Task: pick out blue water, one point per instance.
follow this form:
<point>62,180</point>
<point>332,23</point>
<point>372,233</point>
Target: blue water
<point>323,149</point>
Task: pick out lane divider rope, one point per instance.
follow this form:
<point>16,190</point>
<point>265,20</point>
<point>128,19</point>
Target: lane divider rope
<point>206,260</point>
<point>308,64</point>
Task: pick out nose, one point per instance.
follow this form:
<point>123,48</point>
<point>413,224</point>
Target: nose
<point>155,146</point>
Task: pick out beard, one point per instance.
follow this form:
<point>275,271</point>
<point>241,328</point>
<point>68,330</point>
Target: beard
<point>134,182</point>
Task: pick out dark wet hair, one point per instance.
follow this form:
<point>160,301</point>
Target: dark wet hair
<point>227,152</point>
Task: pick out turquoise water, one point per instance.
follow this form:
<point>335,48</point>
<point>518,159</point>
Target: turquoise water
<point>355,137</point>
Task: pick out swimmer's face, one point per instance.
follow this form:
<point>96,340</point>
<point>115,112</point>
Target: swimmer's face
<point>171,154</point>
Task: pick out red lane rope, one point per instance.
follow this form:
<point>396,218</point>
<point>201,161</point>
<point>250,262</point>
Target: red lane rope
# # #
▶ What you have to do
Put the listing above into a JSON list of strings, with one string for each line and blank lines left out.

▶ Correct result
[
  "Task: pick out blue water, one point per instance.",
  "follow this form:",
  "<point>62,180</point>",
  "<point>332,23</point>",
  "<point>372,233</point>",
  "Target: blue water",
  "<point>323,149</point>",
  "Task: pick out lane divider rope, one point per instance.",
  "follow this form:",
  "<point>16,190</point>",
  "<point>265,20</point>",
  "<point>128,19</point>",
  "Target: lane divider rope",
  "<point>206,260</point>",
  "<point>308,64</point>",
  "Task: pick out nose, one point per instance.",
  "follow this form:",
  "<point>123,48</point>",
  "<point>413,224</point>",
  "Target: nose",
  "<point>155,146</point>",
  "Task: pick out beard, one point per instance.",
  "follow this form:",
  "<point>275,271</point>",
  "<point>241,328</point>",
  "<point>68,330</point>",
  "Target: beard",
  "<point>134,182</point>",
  "Task: pick out dark wet hair, one point per instance.",
  "follow this form:",
  "<point>160,301</point>",
  "Target: dark wet hair",
  "<point>227,152</point>",
  "Task: pick out turquoise water, one point per instance.",
  "follow this form:",
  "<point>335,48</point>",
  "<point>518,159</point>",
  "Target: turquoise water",
  "<point>355,137</point>",
  "Task: pick out swimmer's face, one point per instance.",
  "follow this form:",
  "<point>96,340</point>",
  "<point>115,112</point>",
  "Target: swimmer's face",
  "<point>171,154</point>",
  "Task: pick out red lane rope, one point per instance.",
  "follow this form:",
  "<point>396,218</point>",
  "<point>201,161</point>",
  "<point>250,262</point>",
  "Target: red lane rope"
]